■ **Records for processing**
————

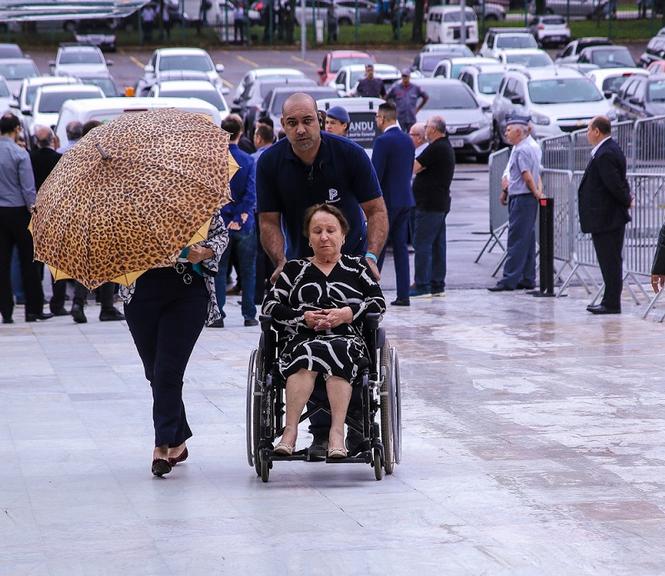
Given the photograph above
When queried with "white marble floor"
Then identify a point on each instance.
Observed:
(534, 445)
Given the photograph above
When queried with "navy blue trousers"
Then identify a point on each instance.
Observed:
(165, 318)
(398, 237)
(520, 266)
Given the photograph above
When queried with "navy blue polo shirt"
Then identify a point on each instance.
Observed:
(342, 175)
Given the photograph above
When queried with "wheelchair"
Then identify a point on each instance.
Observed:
(379, 387)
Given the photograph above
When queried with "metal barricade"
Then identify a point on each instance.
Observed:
(648, 150)
(557, 152)
(498, 213)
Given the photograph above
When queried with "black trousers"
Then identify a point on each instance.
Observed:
(14, 232)
(165, 318)
(609, 246)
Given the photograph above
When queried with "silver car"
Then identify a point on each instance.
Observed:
(469, 128)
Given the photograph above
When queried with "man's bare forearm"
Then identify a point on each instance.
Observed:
(272, 238)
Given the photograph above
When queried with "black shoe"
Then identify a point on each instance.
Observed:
(319, 446)
(111, 315)
(604, 310)
(501, 288)
(78, 314)
(59, 311)
(35, 317)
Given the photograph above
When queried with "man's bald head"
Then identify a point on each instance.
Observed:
(44, 137)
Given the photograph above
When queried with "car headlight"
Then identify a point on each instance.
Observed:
(540, 119)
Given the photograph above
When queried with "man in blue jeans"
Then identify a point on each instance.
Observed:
(434, 169)
(238, 216)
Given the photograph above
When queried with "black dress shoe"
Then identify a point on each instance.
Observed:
(500, 288)
(35, 317)
(111, 315)
(604, 310)
(78, 314)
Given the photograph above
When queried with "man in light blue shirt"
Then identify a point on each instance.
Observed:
(17, 197)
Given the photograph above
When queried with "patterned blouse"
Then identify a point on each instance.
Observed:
(218, 240)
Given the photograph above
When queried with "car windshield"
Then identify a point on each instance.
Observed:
(449, 97)
(657, 91)
(81, 57)
(280, 98)
(489, 83)
(337, 63)
(210, 96)
(563, 91)
(106, 84)
(612, 58)
(17, 71)
(457, 16)
(521, 41)
(51, 103)
(529, 60)
(200, 63)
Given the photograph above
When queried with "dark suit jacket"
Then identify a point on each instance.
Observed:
(43, 161)
(393, 156)
(604, 194)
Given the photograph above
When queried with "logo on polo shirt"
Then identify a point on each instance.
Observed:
(333, 195)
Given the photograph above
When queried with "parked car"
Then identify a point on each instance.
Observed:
(550, 30)
(610, 80)
(73, 59)
(10, 51)
(654, 51)
(607, 56)
(468, 127)
(201, 89)
(571, 52)
(641, 97)
(100, 33)
(506, 38)
(29, 86)
(347, 78)
(530, 58)
(272, 103)
(15, 70)
(333, 61)
(448, 50)
(362, 114)
(106, 109)
(484, 80)
(49, 99)
(557, 99)
(451, 67)
(444, 24)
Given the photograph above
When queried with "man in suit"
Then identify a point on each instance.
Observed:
(604, 200)
(393, 157)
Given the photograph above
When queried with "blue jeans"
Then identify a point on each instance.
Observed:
(429, 242)
(520, 266)
(242, 244)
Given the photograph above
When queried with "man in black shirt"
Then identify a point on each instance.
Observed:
(434, 169)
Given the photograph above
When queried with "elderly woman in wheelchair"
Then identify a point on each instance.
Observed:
(319, 304)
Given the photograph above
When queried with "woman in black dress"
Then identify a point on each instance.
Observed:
(319, 304)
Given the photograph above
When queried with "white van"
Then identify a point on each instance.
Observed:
(106, 109)
(444, 24)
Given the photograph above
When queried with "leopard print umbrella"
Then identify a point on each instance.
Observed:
(130, 195)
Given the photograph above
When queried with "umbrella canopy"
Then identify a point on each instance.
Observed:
(130, 195)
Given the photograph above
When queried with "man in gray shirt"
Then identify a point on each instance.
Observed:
(521, 195)
(17, 196)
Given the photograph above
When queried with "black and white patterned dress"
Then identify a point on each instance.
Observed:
(303, 287)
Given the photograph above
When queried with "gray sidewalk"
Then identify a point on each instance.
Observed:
(533, 432)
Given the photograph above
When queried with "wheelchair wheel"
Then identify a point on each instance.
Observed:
(390, 426)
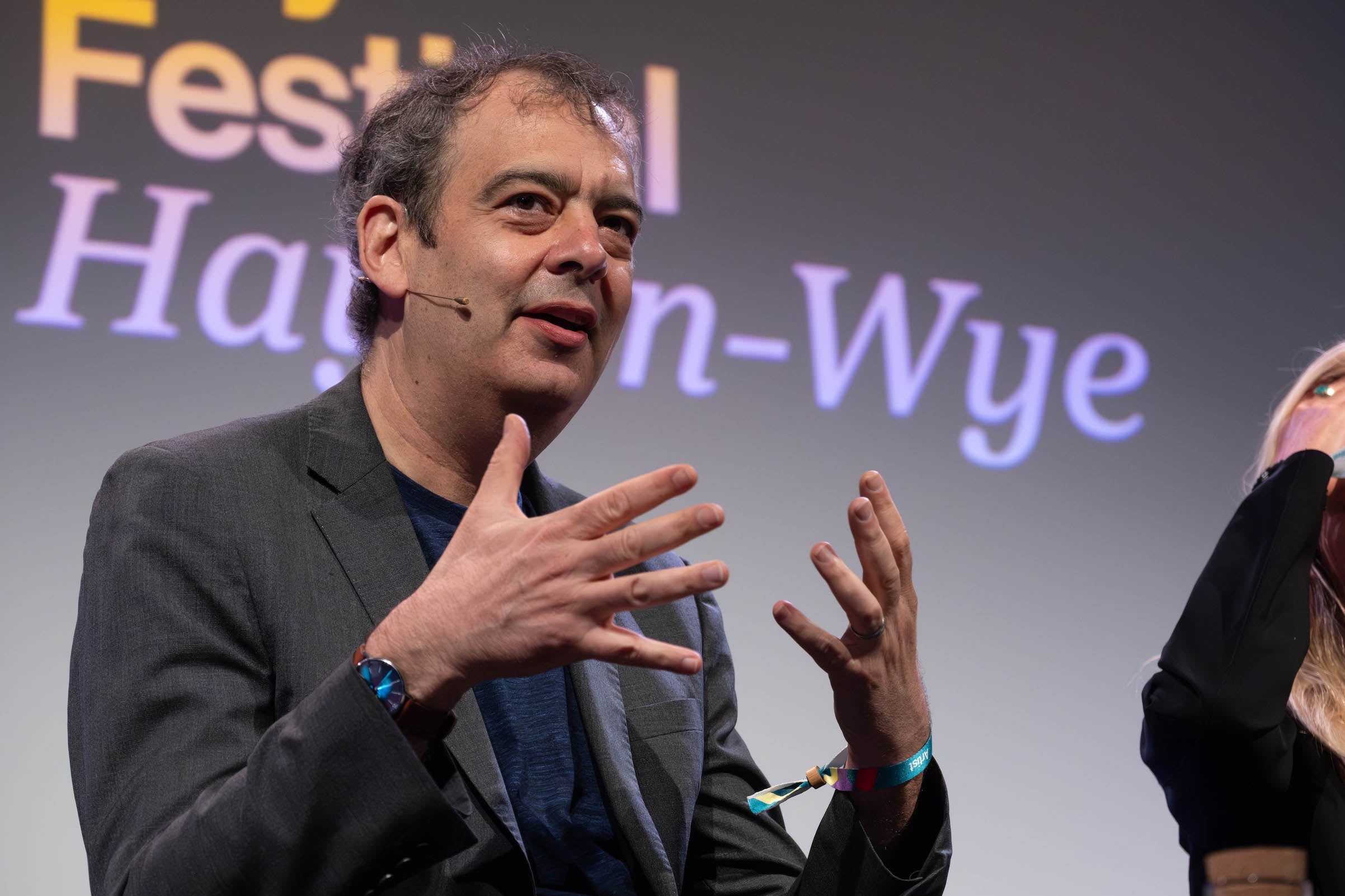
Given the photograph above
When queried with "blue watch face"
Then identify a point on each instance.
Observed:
(387, 682)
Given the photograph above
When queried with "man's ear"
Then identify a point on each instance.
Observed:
(380, 225)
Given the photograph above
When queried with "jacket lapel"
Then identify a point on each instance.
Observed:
(368, 528)
(598, 688)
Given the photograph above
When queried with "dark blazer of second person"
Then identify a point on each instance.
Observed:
(1240, 718)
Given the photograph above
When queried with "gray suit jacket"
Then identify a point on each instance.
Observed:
(222, 743)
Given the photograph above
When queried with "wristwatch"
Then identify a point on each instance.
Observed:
(415, 719)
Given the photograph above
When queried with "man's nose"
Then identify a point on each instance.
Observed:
(579, 249)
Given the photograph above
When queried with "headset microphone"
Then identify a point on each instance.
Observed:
(460, 300)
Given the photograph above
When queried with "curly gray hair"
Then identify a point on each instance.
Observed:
(401, 150)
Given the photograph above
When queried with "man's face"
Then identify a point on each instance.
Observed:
(537, 223)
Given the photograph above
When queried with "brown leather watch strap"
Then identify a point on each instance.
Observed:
(415, 719)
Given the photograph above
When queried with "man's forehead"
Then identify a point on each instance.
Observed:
(521, 123)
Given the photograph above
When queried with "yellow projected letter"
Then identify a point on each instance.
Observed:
(307, 10)
(380, 73)
(436, 49)
(65, 62)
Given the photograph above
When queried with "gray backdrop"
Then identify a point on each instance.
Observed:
(1164, 171)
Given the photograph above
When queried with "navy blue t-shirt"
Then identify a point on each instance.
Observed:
(540, 744)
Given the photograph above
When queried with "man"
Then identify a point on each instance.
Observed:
(540, 699)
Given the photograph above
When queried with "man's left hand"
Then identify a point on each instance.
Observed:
(880, 701)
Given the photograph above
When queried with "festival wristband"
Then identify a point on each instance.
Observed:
(844, 778)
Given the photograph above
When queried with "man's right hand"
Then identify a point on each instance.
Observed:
(514, 596)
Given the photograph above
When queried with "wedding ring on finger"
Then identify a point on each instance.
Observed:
(879, 631)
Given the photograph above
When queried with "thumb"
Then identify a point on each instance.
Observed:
(505, 473)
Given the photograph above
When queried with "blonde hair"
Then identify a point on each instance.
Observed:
(1317, 699)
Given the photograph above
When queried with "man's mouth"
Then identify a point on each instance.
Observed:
(557, 320)
(568, 324)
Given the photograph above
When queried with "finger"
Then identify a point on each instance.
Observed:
(505, 473)
(826, 649)
(880, 567)
(648, 590)
(617, 645)
(622, 503)
(876, 490)
(633, 544)
(861, 609)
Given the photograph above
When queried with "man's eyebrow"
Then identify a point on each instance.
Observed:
(626, 204)
(557, 183)
(552, 181)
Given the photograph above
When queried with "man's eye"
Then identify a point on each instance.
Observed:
(620, 225)
(526, 202)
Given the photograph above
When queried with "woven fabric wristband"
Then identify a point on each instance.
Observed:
(844, 778)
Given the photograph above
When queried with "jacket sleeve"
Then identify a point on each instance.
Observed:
(1217, 732)
(736, 853)
(185, 779)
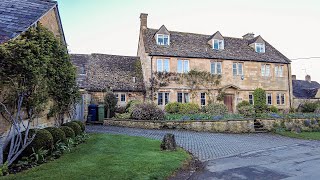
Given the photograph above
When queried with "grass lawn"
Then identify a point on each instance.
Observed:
(302, 135)
(110, 157)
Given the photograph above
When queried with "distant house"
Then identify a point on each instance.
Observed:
(305, 91)
(98, 73)
(244, 64)
(17, 16)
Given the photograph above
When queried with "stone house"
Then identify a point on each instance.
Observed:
(240, 64)
(97, 73)
(305, 91)
(17, 16)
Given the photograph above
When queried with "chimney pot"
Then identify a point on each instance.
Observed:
(248, 36)
(143, 21)
(308, 78)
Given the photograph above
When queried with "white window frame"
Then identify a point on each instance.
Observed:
(237, 68)
(163, 102)
(251, 94)
(163, 36)
(278, 70)
(261, 46)
(220, 44)
(215, 67)
(267, 97)
(183, 62)
(279, 96)
(264, 70)
(203, 99)
(162, 66)
(121, 95)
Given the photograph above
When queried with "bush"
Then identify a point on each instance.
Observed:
(273, 109)
(43, 139)
(147, 111)
(216, 109)
(68, 131)
(247, 111)
(131, 104)
(259, 96)
(173, 107)
(243, 103)
(309, 107)
(81, 124)
(75, 127)
(57, 134)
(189, 108)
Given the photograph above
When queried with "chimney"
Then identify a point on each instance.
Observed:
(143, 21)
(308, 78)
(248, 36)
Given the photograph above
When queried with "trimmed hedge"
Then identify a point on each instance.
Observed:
(75, 127)
(81, 124)
(57, 134)
(68, 131)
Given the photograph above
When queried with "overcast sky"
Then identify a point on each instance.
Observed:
(112, 26)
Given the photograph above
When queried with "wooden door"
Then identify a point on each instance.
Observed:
(228, 101)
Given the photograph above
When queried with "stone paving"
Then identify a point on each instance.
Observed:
(209, 146)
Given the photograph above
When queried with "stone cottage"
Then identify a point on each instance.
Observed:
(17, 16)
(240, 64)
(305, 91)
(98, 73)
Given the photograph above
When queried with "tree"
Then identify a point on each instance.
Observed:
(259, 96)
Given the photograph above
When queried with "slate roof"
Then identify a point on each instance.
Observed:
(192, 45)
(109, 71)
(16, 16)
(304, 89)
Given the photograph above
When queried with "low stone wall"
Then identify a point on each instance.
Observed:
(228, 126)
(231, 126)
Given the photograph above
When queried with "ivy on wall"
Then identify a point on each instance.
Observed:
(37, 64)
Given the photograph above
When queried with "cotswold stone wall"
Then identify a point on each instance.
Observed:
(232, 126)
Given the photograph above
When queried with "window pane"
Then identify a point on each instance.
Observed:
(240, 70)
(166, 65)
(160, 99)
(234, 69)
(213, 68)
(218, 67)
(215, 44)
(159, 65)
(186, 97)
(166, 40)
(179, 95)
(179, 68)
(166, 98)
(186, 66)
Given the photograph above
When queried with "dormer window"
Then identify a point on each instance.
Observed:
(218, 44)
(163, 39)
(260, 48)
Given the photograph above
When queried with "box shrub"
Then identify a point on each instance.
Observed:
(259, 96)
(189, 108)
(43, 139)
(247, 111)
(147, 111)
(57, 134)
(215, 109)
(74, 126)
(81, 124)
(68, 131)
(173, 107)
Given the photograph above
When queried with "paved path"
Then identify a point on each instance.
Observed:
(240, 156)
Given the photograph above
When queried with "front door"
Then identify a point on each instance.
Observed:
(228, 101)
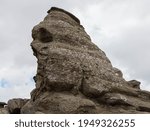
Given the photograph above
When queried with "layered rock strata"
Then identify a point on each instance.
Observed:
(74, 75)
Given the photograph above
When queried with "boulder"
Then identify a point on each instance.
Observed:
(14, 105)
(74, 75)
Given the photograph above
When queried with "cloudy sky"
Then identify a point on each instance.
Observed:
(121, 28)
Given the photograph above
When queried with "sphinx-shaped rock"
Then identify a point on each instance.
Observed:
(74, 75)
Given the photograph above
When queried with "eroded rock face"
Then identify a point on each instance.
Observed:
(74, 75)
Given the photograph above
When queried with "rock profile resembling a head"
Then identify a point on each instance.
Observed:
(74, 75)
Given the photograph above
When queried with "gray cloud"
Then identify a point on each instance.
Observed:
(120, 28)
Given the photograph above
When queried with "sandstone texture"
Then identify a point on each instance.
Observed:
(74, 75)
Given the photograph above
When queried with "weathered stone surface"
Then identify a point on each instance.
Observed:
(51, 102)
(14, 105)
(75, 76)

————

■ **What this task involves**
Gather every line of the data above that contains the string "black", treating uppercase and lowercase letters as distinct.

■ **Exercise result**
When queried with "black trousers"
When queried with "black shoe"
When queried with "black dress shoe"
When queried with "man in black shirt"
When queried with "woman in black dress"
When queried with "black and white patterned dress"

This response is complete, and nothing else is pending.